Entries from a pointing dataset
#####

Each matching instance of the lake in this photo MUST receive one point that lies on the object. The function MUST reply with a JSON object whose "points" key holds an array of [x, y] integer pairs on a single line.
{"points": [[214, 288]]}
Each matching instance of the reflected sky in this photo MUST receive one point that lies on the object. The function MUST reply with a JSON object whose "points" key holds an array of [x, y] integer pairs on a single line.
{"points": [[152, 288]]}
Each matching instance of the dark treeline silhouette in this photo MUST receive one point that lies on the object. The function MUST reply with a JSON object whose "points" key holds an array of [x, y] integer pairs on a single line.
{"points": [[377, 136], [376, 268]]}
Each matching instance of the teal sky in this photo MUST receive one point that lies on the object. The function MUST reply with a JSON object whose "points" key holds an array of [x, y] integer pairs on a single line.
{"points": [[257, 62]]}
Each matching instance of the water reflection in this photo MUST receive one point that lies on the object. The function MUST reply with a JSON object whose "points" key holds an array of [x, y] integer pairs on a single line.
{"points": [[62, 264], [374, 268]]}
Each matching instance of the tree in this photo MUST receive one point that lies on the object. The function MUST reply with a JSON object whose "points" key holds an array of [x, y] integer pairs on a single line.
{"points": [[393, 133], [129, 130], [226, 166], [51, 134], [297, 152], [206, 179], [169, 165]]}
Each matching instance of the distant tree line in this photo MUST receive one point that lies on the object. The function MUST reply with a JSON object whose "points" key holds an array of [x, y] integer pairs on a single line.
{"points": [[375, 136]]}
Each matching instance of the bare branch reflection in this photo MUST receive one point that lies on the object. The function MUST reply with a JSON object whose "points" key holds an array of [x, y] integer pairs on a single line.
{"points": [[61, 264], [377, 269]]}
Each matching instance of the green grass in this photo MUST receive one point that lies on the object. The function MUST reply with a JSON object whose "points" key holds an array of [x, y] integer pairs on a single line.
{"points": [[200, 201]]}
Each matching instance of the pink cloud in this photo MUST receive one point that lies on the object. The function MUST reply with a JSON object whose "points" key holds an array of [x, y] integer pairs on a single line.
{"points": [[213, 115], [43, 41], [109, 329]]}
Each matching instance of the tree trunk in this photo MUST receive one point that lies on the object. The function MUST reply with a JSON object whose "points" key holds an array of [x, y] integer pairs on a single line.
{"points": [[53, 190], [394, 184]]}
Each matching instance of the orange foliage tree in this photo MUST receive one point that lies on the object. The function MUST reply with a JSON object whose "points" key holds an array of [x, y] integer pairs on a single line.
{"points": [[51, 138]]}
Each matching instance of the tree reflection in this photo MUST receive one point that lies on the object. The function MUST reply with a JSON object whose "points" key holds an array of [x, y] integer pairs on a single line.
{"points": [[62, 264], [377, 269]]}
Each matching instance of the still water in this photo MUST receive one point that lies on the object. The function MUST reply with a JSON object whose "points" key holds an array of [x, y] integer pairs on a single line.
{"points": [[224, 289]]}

#####

**Directions**. Print every line of the listing above again, word for word.

**Task result**.
Each matching instance of the lake in this photo MUST receive one point that lies on the object. The function MUST reply with a JSON object whose "points" key holds an array of [x, y] integer pairs on a single line.
{"points": [[214, 288]]}
Each matching instance of the reflected sky in this photo MUST receive one point that lies on the object. The function MUST reply with a JSON object whose "points" key holds an array of [x, y] integer pairs on a single line.
{"points": [[152, 288]]}
Each matching instance of the dark treeline silhouette in this photo MUST receive one point that lies on the object. The function MUST reply with a JSON object whose "points" key holds an array of [x, y] integer pairs on a single line.
{"points": [[377, 136], [376, 268]]}
Each matching instance of the teal sky in this photo MUST receive one point that lies on the object. The function MUST reply with a JSON object whose "points" key holds an array of [x, y] integer pairs on a single line.
{"points": [[257, 62]]}
Each matching instance of the water reflection in this photo MUST receive one point that lies on the object. The function MUST reply with a JSON object whose "points" key holds an array of [x, y] integer pairs on a single line.
{"points": [[62, 264], [374, 268]]}
Each matching instance of the tree in this photo MUST receive one point that lies on the object. The function MUST reply with a JSON object whose "points" key holds an array of [x, y] integer pairs on a single line.
{"points": [[393, 133], [129, 130], [226, 166], [51, 134], [297, 152], [206, 179], [169, 165]]}
Each matching instance of the distant tree line in this photo MUST receive one point that lies on the object. The function MUST reply with a JSON object whose "points" key holds an array of [x, y] integer pairs on a single line.
{"points": [[375, 136]]}
Each matching instance of the bare branch reflection in this photo MUST receive one point that lies on the object. The function MUST reply with a JSON object whose "points" key holds an array of [x, y] integer pairs on a single line.
{"points": [[61, 264], [377, 269]]}
Each matching instance of the green grass in this photo MUST receive one point that lies on the object. The function MUST reply with a JSON object whose "points" key holds an array of [x, y] integer pairs on a single line.
{"points": [[200, 201]]}
Each matching instance of the pink cloud in this photo MUST receive one point that lies on the object. The function MUST reply with a JSON object whose "points" key holds an array of [x, y] integer pairs on a single line.
{"points": [[213, 115], [43, 41], [109, 329]]}
Each matching instance of the tree trunk in this photo MUST receive one point that lies on the object. The function MUST reply with a JSON object whose "points" key holds an array of [x, y] integer pairs on a single line.
{"points": [[53, 190], [394, 184]]}
Each matching instance of the orange foliage tree in this photo MUST receive one point that lies on the object. The function MUST reply with a JSON object whose "points" key holds an array of [x, y] integer pairs on a single line.
{"points": [[51, 138]]}
Each matching instance of the tree reflection in this photo MUST receive one point that lies on the object. The function MUST reply with a JSON object whose "points" key holds an array of [x, y] integer pairs on a single line.
{"points": [[62, 264], [377, 269]]}
Each matching instance of the still water in this photo MUST receive one point that lies on the object. The function MUST reply with a JSON object whose "points" key holds an array of [x, y] integer pairs on a single line.
{"points": [[224, 289]]}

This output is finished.